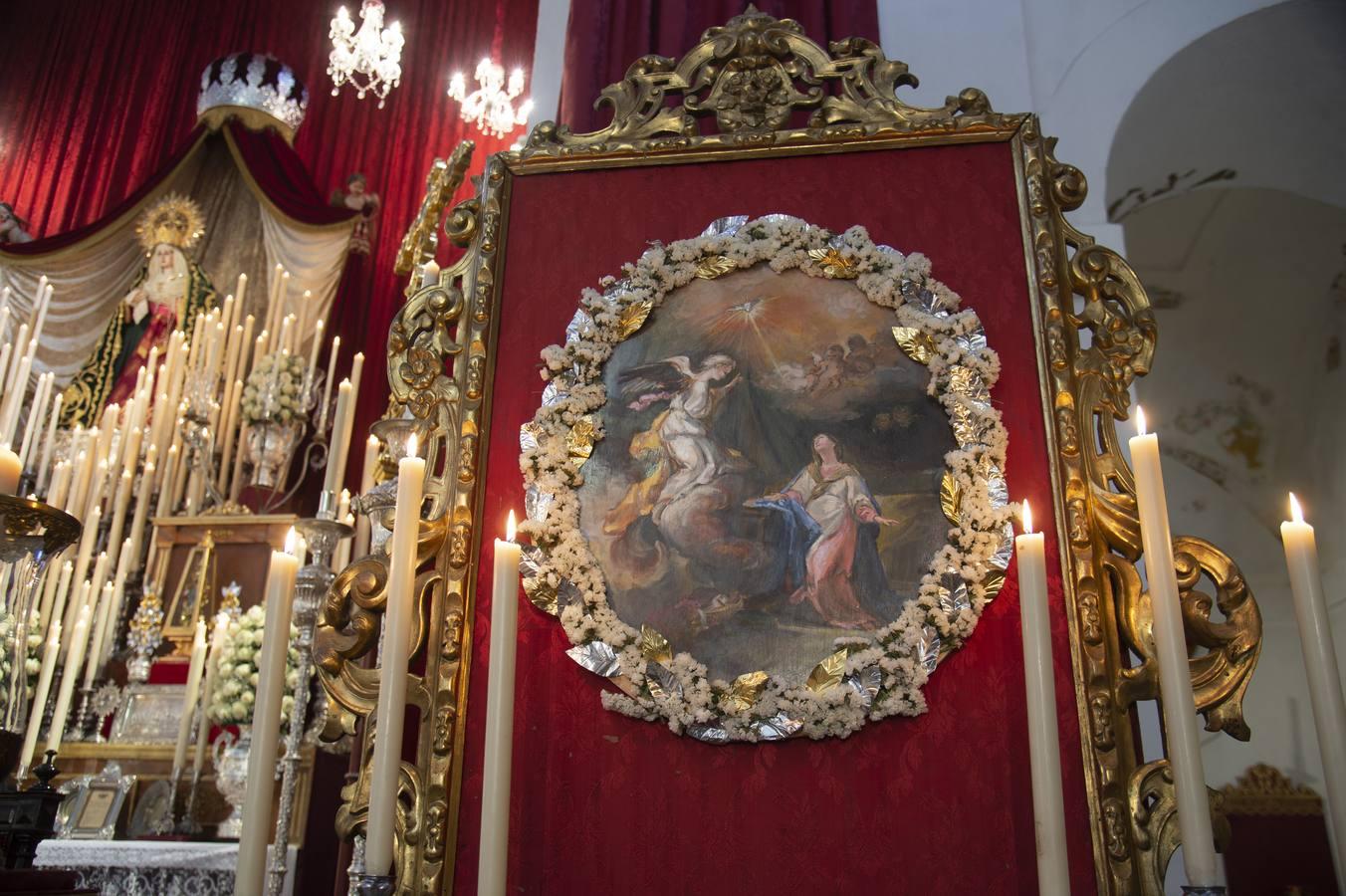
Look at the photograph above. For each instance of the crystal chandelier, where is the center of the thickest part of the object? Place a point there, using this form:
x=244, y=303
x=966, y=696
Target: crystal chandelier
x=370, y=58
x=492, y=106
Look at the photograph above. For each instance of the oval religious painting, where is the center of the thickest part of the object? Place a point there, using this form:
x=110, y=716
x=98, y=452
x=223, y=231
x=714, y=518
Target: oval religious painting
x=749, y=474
= = = = = = =
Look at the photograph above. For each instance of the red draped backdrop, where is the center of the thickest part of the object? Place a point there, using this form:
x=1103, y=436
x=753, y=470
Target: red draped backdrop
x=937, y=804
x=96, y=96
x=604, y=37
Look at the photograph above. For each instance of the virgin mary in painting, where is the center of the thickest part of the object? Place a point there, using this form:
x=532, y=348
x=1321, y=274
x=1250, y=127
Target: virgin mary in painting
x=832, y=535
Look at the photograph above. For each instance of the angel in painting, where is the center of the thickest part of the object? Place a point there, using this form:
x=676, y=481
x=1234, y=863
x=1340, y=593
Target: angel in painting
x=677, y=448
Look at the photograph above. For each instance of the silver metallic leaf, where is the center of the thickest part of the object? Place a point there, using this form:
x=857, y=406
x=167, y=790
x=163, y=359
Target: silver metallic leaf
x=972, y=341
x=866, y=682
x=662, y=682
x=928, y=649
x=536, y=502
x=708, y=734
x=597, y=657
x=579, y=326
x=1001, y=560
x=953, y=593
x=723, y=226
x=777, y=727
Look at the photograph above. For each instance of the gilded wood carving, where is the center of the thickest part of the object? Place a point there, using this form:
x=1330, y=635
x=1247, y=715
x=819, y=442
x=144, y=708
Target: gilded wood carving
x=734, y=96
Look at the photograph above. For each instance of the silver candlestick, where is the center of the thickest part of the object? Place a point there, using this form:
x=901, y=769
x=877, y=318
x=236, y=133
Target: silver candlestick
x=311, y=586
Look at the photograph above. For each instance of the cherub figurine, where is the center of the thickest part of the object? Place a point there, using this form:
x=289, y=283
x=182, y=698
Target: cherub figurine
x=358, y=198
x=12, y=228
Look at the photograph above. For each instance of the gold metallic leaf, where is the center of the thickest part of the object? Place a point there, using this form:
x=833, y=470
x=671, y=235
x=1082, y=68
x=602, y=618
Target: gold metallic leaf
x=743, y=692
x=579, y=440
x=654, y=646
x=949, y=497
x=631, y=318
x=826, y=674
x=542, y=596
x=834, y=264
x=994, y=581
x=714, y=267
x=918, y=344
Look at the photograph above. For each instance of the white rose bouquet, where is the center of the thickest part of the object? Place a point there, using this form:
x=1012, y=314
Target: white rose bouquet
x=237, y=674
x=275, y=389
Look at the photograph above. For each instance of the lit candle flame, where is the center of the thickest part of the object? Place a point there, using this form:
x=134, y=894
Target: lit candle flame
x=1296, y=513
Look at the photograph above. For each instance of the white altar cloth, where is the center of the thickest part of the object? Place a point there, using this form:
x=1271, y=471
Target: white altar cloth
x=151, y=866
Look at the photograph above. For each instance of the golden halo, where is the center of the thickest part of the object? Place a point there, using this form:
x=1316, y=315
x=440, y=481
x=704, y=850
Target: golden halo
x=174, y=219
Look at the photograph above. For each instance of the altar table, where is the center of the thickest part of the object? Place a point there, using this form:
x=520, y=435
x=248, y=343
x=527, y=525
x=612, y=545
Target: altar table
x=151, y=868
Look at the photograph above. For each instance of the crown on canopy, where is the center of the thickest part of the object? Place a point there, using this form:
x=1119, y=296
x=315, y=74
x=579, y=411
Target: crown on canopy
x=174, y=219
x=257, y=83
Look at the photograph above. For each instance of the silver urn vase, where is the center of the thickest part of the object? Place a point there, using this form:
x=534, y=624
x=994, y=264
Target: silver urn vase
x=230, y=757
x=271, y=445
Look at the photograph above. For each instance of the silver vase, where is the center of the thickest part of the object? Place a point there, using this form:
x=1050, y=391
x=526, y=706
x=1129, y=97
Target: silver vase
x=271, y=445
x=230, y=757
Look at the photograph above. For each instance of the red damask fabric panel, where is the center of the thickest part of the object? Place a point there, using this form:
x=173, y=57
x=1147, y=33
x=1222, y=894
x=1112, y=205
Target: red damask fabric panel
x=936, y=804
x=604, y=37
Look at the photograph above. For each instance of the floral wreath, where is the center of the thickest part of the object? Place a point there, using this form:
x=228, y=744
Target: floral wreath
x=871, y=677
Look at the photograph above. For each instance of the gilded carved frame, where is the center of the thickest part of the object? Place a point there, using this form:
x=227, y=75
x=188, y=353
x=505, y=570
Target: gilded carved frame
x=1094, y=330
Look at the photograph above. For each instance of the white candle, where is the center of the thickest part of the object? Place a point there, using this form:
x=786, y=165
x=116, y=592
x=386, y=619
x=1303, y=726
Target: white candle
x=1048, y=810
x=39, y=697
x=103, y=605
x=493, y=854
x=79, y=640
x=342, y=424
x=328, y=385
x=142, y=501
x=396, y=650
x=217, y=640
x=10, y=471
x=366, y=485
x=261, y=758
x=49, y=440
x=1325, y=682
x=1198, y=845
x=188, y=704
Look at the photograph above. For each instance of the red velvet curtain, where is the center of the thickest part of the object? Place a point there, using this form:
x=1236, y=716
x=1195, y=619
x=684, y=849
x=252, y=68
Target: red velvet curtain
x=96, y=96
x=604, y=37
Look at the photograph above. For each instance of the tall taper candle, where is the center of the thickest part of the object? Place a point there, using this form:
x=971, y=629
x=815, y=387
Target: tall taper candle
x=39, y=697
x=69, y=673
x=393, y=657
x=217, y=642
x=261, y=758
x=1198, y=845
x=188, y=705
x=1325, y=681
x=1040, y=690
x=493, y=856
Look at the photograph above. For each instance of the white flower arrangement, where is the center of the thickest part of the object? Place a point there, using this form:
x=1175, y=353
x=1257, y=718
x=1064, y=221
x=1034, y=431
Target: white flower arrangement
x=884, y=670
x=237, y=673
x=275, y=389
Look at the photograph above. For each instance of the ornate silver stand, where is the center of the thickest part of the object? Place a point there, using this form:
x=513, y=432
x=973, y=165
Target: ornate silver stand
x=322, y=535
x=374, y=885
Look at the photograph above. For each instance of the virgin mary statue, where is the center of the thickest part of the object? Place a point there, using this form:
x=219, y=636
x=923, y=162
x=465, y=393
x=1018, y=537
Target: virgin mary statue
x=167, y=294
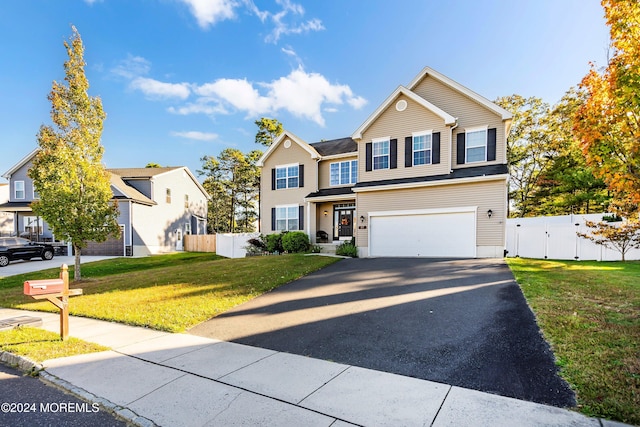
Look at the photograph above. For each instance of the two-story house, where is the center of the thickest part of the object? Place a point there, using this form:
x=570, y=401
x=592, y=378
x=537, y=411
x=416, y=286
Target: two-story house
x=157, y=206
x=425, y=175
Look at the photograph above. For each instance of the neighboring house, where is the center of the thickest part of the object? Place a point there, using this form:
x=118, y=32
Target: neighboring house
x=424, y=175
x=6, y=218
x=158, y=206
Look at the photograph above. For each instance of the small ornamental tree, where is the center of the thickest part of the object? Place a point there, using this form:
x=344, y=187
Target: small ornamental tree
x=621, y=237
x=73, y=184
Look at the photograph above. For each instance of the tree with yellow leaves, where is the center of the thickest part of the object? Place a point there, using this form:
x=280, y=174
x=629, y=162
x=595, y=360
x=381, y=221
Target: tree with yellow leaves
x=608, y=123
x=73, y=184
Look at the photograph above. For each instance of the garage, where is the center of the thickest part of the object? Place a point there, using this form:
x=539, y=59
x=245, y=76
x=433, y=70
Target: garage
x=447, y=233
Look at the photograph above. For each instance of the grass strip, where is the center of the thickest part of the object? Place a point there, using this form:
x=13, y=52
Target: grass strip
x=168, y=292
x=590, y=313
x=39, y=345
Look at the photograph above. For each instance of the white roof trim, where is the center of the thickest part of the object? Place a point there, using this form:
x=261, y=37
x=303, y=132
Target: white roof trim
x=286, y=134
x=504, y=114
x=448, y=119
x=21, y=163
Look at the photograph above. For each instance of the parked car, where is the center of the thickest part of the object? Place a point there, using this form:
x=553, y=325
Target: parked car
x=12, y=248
= = = = = = =
• TASK STATEMENT:
Repeat the entries between the line holding "the white rose" and the line holding "x=151, y=866", both lines included, copying each line exactly as it appears.

• PROBLEM SOLUTION:
Look at the photograph above. For each instance of the white rose bouquet, where is the center of the thickest part of the object? Place a point there, using this form:
x=1012, y=314
Target: white rose bouquet
x=237, y=674
x=275, y=389
Look at the photograph above. For each instance of the lit candle flame, where is the center of the thickest part of the object? Place a point there, using this form:
x=134, y=894
Target: lit candle flame
x=1296, y=513
Look at the photograph above. For each instance of the white altar cloth, where is the center of the thickest part of the object? Place a point there, using this form:
x=1271, y=471
Target: white altar cloth
x=151, y=866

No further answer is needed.